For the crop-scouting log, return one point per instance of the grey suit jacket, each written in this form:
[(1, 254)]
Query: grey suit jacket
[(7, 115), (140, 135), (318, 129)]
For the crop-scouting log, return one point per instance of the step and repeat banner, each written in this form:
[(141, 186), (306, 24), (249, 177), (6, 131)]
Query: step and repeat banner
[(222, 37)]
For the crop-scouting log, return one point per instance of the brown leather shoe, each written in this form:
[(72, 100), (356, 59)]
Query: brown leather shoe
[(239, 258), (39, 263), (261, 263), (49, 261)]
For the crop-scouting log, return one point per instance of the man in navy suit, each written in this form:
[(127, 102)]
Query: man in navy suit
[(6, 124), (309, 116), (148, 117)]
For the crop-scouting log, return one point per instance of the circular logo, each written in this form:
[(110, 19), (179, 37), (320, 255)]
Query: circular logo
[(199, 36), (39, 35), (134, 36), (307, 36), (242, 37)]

Problem to solve ::
Reproduce the records above without any changes, from the line containing "of the step" through the line containing "[(239, 258), (39, 263), (261, 263), (49, 261)]", including both of those lines.

Answer to this exercise ::
For the crop-scouting log, return one point per instance of the step and repeat banner, each written in this form:
[(141, 186), (306, 24), (249, 177), (6, 131)]
Query: step and repeat banner
[(222, 37)]
For the crop-scouting log, return one point per instance of the brown leather shoe, each written in this form:
[(72, 100), (356, 59)]
Query: brown leather shoe
[(239, 258), (39, 263), (261, 263), (49, 261)]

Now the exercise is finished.